- [PROBLEM REQUIREMENTS]:
Return every record below exactly as given.

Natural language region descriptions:
○ ○ ○

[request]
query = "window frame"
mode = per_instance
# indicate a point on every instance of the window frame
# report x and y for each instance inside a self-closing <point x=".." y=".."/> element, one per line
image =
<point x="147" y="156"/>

○ ○ ○

- [WRITTEN REPLY]:
[request]
query = "window frame"
mode = per_instance
# indicate a point on every instance of the window frame
# report x and y for each instance inside a self-closing <point x=".." y=".."/> element, one per line
image =
<point x="147" y="156"/>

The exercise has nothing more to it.